Please rewrite the records below with "instance" swapped for "occurrence" and everything else kept the same. Leave the pictures out of your answer.
-- BEGIN DATASET CONTENT --
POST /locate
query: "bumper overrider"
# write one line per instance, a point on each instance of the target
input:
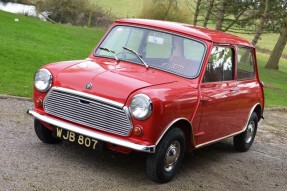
(92, 134)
-- END DATASET CONTENT --
EXERCISE RESULT
POST /locate
query: "bumper overrider"
# write one line per occurrence, a point on each occurrence of the target
input:
(92, 134)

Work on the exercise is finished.